> COSA FARE
1. Nell'estratto sulla macchia solare AR 1476, riscrivi il passo compreso tra "Il 'mostro' si" e "Dynamics Observatory (Sdo)", estremi inclusi, sostituendo "eruzioni" con "esplosioni".
2. Secondo l'estratto sulla macchia solare AR 1476, che cosa stanno già facendo registrare le eruzioni solari di media entità?
3. Traduci in inglese questa frase dell'estratto sulla macchia solare AR 1476: "Al suo interno, pero', cova una enorme quantita' di energia che a breve potrebbe dare vita alle piu' potenti eruzioni solari, quelle di classe X, con effetti ben piu' pesanti anche sul nostro pianeta, che in queste ore sta entrando nella linea di fuoco."

> ESTRATTO FORNITO
■ ■ ■ ■
Il 'mostro' si sta preparando. La grande macchia solare AR 1476,
definita dagli esperti Nasa come un vero e proprio mostro per le sue
dimensioni, in questi giorni sta crepitando con una serie di eruzioni
solari di media entita' che stanno gia' facendo registrare i primi
blackout nelle comunicazioni radio. Al suo interno, pero', cova una
enorme quantita' di energia che a breve potrebbe dare vita alle piu'
potenti eruzioni solari, quelle di classe X, con effetti ben piu'
pesanti anche sul nostro pianeta, che in queste ore sta entrando nella
linea di fuoco. La macchia AR 1476, individuata dal Solar Dynamics Observatory (Sdo)
■ ■ ■ ■
> RECORD FORNITI
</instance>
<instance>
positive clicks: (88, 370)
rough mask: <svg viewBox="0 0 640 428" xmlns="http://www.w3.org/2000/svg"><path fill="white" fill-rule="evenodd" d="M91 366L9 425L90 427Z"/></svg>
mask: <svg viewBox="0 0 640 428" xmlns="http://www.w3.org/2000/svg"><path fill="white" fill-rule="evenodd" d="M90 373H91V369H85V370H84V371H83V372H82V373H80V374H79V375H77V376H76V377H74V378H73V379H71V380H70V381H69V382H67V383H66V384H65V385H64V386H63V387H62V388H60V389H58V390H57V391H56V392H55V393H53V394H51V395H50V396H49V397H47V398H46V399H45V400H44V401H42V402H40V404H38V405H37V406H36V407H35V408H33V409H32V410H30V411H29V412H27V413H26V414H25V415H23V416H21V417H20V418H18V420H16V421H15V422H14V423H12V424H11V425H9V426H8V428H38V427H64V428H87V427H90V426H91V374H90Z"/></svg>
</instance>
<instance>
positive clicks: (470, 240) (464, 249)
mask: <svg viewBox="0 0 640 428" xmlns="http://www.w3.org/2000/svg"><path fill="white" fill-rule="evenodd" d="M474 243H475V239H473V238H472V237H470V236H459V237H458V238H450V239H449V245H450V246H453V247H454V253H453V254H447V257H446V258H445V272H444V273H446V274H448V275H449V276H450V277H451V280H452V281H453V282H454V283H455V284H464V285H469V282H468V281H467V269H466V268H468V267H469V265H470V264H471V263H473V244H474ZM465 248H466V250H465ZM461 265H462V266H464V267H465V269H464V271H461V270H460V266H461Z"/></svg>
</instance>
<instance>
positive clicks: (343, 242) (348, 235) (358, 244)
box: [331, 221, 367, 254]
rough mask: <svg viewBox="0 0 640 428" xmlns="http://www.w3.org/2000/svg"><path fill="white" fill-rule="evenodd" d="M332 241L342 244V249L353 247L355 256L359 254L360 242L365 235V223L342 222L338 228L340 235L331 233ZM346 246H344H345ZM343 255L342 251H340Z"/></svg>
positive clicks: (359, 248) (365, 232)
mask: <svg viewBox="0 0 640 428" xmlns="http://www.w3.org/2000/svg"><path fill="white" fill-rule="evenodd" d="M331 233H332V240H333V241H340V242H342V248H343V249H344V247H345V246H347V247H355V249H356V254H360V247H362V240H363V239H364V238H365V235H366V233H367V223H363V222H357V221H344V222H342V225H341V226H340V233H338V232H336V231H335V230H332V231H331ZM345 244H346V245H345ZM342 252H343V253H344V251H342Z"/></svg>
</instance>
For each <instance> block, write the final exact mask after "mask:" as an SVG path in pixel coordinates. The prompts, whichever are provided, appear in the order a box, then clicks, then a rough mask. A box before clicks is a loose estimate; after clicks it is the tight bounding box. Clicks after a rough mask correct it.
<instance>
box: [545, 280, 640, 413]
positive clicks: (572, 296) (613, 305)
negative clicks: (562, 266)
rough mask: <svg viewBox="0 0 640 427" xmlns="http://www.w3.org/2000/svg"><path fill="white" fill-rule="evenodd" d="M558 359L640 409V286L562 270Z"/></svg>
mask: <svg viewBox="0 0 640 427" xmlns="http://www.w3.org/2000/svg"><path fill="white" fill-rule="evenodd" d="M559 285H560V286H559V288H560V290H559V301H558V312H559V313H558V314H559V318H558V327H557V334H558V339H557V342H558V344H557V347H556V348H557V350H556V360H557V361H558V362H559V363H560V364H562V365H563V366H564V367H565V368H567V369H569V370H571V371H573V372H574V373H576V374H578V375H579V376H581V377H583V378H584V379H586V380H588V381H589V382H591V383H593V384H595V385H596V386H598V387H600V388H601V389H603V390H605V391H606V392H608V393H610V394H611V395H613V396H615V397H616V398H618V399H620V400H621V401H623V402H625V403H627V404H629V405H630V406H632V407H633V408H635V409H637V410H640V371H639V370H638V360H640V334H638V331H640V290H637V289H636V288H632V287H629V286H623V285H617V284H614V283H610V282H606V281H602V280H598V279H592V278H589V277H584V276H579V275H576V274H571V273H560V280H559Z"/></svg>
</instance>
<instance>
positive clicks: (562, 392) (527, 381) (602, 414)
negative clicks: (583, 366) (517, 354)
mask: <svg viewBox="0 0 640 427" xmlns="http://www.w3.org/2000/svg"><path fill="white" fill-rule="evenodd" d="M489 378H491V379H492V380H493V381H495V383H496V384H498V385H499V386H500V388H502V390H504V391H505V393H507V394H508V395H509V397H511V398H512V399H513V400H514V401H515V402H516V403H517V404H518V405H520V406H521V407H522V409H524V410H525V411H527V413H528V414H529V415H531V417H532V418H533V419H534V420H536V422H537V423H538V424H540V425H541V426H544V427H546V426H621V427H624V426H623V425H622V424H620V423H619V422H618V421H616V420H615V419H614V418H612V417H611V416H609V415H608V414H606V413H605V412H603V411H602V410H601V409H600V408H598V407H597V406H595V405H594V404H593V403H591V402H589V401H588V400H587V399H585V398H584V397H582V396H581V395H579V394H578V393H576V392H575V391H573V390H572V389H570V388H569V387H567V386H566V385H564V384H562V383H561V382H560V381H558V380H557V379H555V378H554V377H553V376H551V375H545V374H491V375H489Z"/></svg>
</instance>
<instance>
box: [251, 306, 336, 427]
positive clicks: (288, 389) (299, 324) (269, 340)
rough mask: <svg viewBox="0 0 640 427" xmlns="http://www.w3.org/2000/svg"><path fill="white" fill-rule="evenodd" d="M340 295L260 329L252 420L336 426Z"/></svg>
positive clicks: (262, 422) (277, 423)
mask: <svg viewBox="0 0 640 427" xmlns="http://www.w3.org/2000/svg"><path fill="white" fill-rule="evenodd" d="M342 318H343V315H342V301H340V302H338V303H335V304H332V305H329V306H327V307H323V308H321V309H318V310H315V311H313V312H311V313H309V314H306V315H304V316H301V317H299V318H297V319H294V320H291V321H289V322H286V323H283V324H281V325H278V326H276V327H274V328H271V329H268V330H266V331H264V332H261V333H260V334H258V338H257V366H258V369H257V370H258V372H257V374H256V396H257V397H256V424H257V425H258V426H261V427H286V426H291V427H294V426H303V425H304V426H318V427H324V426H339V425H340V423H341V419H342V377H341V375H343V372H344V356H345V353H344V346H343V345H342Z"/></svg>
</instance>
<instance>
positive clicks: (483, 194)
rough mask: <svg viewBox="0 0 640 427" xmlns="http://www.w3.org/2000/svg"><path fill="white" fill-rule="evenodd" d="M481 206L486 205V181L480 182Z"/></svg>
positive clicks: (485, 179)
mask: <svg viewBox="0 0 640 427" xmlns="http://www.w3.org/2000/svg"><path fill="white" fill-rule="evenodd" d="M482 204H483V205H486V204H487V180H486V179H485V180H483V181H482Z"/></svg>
■ ■ ■ ■
> SOLUZIONI IN ORDINE
1.
Il 'mostro' si sta preparando. La grande macchia solare AR 1476,
definita dagli esperti Nasa come un vero e proprio mostro per le sue
dimensioni, in questi giorni sta crepitando con una serie di esplosioni
solari di media entita' che stanno gia' facendo registrare i primi
blackout nelle comunicazioni radio. Al suo interno, pero', cova una
enorme quantita' di energia che a breve potrebbe dare vita alle piu'
potenti esplosioni solari, quelle di classe X, con effetti ben piu'
pesanti anche sul nostro pianeta, che in queste ore sta entrando nella
linea di fuoco. La macchia AR 1476, individuata dal Solar Dynamics Observatory (Sdo)

2. I primi blackout nelle comunicazioni radio.

3. Inside it, however, a huge amount of energy is brewing that could soon give rise to the most powerful solar flares, the X-class ones, with far heavier effects on our planet as well, which is now entering the line of fire.